- _Task_
Every entry below should be repeated exactly; the pictures should not.

[start of Exercise inputs]

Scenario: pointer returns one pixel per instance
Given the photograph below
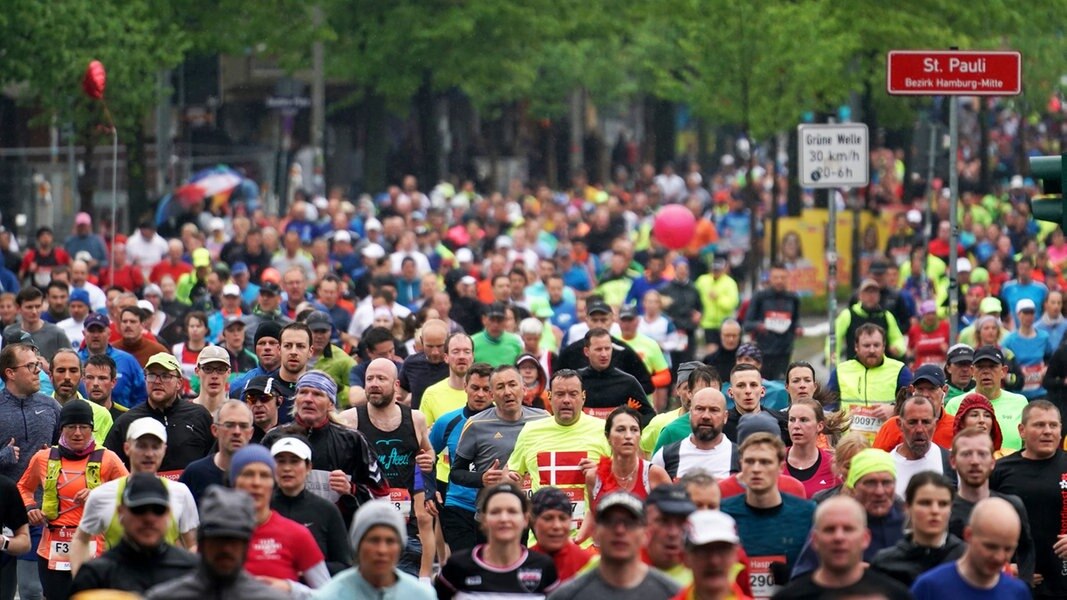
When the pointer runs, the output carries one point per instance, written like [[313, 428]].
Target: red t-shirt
[[786, 484], [569, 561], [282, 549]]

[end of Exercise inputs]

- _Solution to the exercise_
Scenario: pointer returns one pixel per instance
Given the photograph below
When the pointer runs, the output carries one point per instance, written like [[313, 428]].
Target: red t-shirt
[[786, 484], [569, 561], [282, 549]]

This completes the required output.